→ **DESCRIPTION OF THE TASK**: Could you restate the entries below word for word?

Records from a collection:
= = = = =

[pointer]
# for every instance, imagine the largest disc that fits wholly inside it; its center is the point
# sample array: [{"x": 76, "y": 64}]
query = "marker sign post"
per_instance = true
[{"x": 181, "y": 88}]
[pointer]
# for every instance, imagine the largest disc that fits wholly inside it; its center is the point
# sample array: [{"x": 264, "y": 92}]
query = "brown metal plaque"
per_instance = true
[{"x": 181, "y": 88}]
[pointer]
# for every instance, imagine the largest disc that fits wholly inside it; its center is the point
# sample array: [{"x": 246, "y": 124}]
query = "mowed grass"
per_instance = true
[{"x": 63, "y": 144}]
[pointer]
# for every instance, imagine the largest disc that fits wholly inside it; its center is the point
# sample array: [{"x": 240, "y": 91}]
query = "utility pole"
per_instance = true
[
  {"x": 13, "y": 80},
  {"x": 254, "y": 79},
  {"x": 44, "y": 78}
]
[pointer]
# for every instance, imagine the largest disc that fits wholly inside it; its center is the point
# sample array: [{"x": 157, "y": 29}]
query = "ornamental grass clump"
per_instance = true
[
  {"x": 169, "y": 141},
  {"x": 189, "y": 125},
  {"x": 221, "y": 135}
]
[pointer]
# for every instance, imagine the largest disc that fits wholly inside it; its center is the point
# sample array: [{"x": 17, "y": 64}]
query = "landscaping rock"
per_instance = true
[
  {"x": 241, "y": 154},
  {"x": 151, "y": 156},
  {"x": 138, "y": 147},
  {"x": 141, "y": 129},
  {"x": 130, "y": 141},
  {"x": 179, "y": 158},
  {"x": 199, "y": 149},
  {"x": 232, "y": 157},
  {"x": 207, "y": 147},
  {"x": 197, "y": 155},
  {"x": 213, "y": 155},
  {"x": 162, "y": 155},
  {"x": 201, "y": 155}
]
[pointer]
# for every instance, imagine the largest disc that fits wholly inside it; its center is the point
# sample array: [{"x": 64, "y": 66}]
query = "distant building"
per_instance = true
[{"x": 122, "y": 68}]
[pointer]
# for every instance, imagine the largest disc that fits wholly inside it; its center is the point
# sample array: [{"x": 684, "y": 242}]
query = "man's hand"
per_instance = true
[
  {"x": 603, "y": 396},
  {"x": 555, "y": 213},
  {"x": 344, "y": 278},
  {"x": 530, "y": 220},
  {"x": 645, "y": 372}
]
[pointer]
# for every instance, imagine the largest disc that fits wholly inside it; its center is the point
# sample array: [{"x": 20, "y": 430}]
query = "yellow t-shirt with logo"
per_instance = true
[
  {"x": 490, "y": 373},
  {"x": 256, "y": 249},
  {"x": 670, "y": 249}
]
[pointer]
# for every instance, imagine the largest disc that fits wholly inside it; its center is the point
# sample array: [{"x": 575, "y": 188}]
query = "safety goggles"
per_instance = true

= = = = =

→ **TASK RESPONSE**:
[pointer]
# for every instance, imagine the largest disc that fits wholly inside it; its center is the point
# sample array: [{"x": 76, "y": 64}]
query = "marker sign post"
per_instance = true
[{"x": 181, "y": 88}]
[pointer]
# for every instance, imagine the largest disc that fits wholly inside it; its center is the point
# sample array: [{"x": 264, "y": 92}]
query = "brown metal plaque"
per_instance = true
[{"x": 181, "y": 88}]
[pointer]
# for every instance, imagine the largest disc that fits wholly inside it; its center is the point
# sample array: [{"x": 246, "y": 124}]
query = "mowed grass"
per_instance = true
[{"x": 63, "y": 144}]
[pointer]
# for every instance, imagine the largest disc that fits wholly inside it; its center is the point
# sample array: [{"x": 240, "y": 91}]
query = "utility pole"
per_instance = true
[
  {"x": 13, "y": 80},
  {"x": 254, "y": 79},
  {"x": 44, "y": 78}
]
[pointer]
# for every instance, imagine the largest disc that fits wholly inside it; its center is the point
# sample array: [{"x": 157, "y": 29}]
query = "ornamental grass clump"
per_instance = true
[
  {"x": 169, "y": 141},
  {"x": 189, "y": 125},
  {"x": 221, "y": 135}
]
[pointer]
# for every instance, imagine the largest disc that fits wholly inside it; its center is the point
# sample array: [{"x": 17, "y": 64}]
query = "landscaping rock"
per_instance = true
[
  {"x": 241, "y": 154},
  {"x": 151, "y": 156},
  {"x": 138, "y": 147},
  {"x": 141, "y": 129},
  {"x": 130, "y": 141},
  {"x": 179, "y": 158},
  {"x": 199, "y": 149},
  {"x": 232, "y": 157},
  {"x": 207, "y": 147},
  {"x": 197, "y": 155},
  {"x": 213, "y": 155},
  {"x": 162, "y": 155},
  {"x": 201, "y": 155}
]
[pointer]
# for every instance, imagine the largest disc that fits wholly inside it; its center is the point
# sample array: [{"x": 64, "y": 66}]
query = "distant building"
per_instance = true
[{"x": 122, "y": 68}]
[pointer]
# for every instance, imagine the largest disc that fits wholly inside it; its center is the point
# sample array: [{"x": 684, "y": 242}]
query = "man's hand"
per_instance = true
[
  {"x": 603, "y": 396},
  {"x": 555, "y": 213},
  {"x": 344, "y": 278},
  {"x": 530, "y": 220},
  {"x": 645, "y": 372}
]
[pointer]
# for every instance, imagine the largest disc that fits wholly inside it; its center is the point
# sample array: [{"x": 20, "y": 430}]
query = "yellow t-shirt with logo"
per_instance = true
[
  {"x": 490, "y": 373},
  {"x": 256, "y": 249},
  {"x": 670, "y": 249}
]
[pointer]
# for every instance, imagine the largest disc that fits wholly inside it; its center is the point
# sample array: [{"x": 575, "y": 188}]
query = "safety goggles"
per_instance = true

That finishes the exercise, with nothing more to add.